### Exercise description
One line at a time, check the entries below for the word "water", and copy each line that has it.

[Records from a data collection]
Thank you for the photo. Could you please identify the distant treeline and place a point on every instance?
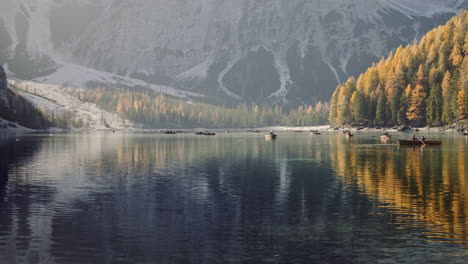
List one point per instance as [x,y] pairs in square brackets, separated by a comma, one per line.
[422,84]
[16,109]
[156,110]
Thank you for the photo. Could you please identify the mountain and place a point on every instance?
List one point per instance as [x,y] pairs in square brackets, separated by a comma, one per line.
[422,84]
[221,51]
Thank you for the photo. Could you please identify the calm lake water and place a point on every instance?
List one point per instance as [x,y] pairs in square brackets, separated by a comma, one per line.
[232,198]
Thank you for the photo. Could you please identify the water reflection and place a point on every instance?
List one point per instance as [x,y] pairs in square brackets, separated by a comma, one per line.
[420,186]
[127,198]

### Solution to the problem
Thank you for the photo. Could you please identify the calm lake water and place a point on every instance?
Thank you for the photo. Could you please identify the water reflection and place a point on every instance?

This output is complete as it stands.